CONSIGNE:
Dans le texte sur le lithium au Mali, recopiez le passage qui part des mots « Les prix de transfert peuvent » et s'arrête juste après « sa filiale locale. ».

Cependant, l’arrivée prometteuse des deux premières grandes mines de lithium dans le pays, à savoir Goulamina qui doit commencer ses opérations en 2024 et Bougouni qui devrait suivre en 2025, apporte avec elle une série de nouveaux défis auxquels l’État malien doit faire face. Parmi ces défis figure la complexe et délicate tâche de fixer de manière transparente les prix de transfert. 

Aussi, ces prix, qui concernent les transactions financières, commerciales ou techniques effectuées entre une filiale locale et sa maison mère située à l’étranger, sont souvent utilisés par les multinationales afin de réduire leur charge fiscale au détriment des pays hôtes de ces ressources minières. Dans un marché du lithium qui continue de se développer mais reste néanmoins assez opaque, la nécessité pour les autorités fiscales du Mali de surveiller de près ces pratiques devient impérieuse pour garantir que le pays tire un véritable bénéfice économique de ses ressources naturelles nouvellement exploitées.

Les prix de transfert peuvent se matérialiser de différentes manières, offrant ainsi une gamme de situations complexes. Par exemple, il peut s’agir de la vente du produit minier à une filiale du groupe située à l’étranger, ainsi que de la facturation de services techniques lorsque la maison mère fournit des services spécialisés à sa filiale locale.

Exemples d'étiquetage de points
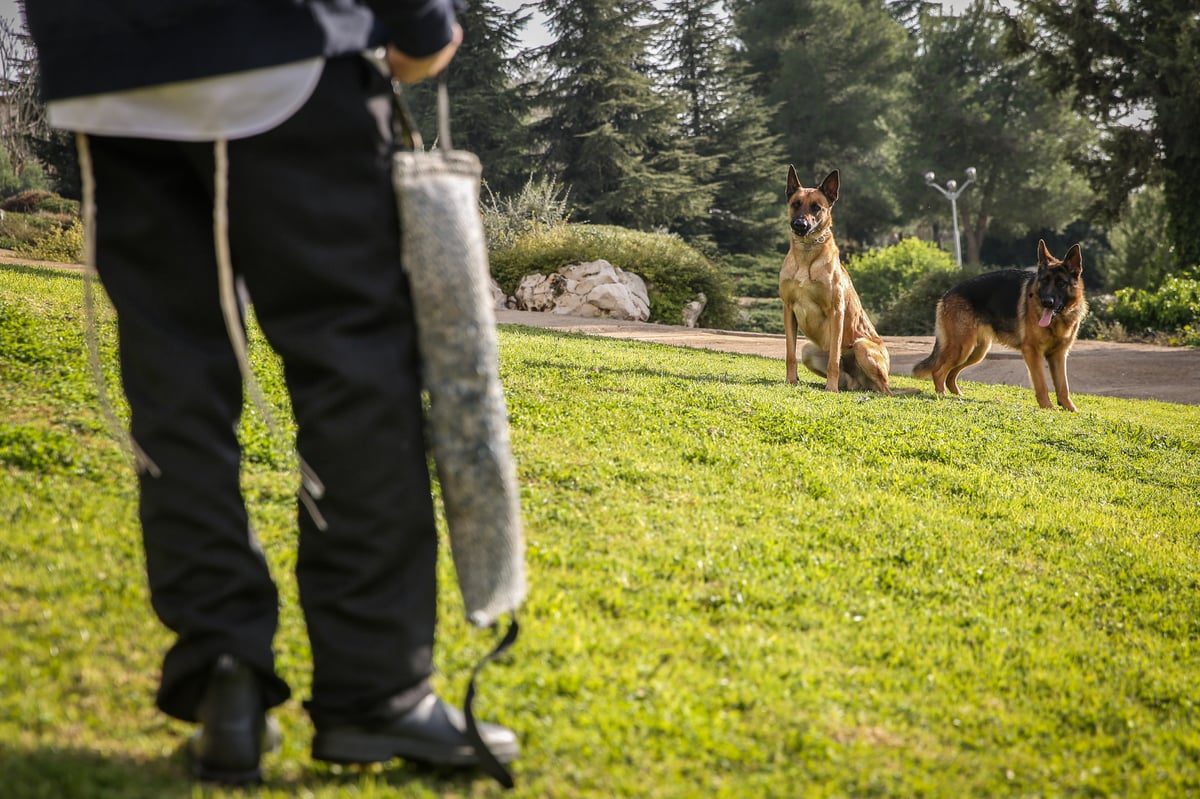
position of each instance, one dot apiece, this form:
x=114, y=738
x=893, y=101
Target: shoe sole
x=363, y=748
x=271, y=743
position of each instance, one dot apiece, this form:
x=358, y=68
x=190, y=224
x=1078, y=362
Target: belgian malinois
x=820, y=299
x=1036, y=311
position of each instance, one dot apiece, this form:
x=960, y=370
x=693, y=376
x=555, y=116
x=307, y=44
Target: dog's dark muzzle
x=802, y=227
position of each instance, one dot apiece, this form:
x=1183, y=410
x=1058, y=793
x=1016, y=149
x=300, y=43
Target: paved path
x=1131, y=371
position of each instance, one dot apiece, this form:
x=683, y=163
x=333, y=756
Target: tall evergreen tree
x=489, y=108
x=607, y=133
x=838, y=72
x=726, y=124
x=975, y=106
x=1122, y=62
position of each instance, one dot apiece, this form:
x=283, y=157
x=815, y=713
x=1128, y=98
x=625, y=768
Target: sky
x=534, y=34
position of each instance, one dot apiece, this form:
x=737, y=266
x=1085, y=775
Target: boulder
x=593, y=288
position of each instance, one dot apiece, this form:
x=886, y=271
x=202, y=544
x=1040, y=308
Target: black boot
x=234, y=728
x=432, y=732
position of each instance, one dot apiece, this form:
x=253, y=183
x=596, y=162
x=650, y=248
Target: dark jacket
x=87, y=47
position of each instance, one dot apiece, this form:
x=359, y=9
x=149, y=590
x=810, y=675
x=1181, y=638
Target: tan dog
x=820, y=300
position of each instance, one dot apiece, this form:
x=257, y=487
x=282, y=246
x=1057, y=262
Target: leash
x=487, y=761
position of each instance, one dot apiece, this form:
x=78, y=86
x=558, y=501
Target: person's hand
x=407, y=68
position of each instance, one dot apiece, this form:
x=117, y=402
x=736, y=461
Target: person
x=253, y=136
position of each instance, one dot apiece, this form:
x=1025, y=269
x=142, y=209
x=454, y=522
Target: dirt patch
x=1103, y=368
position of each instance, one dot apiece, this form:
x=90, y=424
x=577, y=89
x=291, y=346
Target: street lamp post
x=952, y=192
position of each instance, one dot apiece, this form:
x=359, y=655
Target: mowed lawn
x=738, y=588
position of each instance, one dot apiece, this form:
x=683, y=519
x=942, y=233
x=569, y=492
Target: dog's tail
x=925, y=367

RÉPONSE:
Les prix de transfert peuvent se matérialiser de différentes manières, offrant ainsi une gamme de situations complexes. Par exemple, il peut s’agir de la vente du produit minier à une filiale du groupe située à l’étranger, ainsi que de la facturation de services techniques lorsque la maison mère fournit des services spécialisés à sa filiale locale.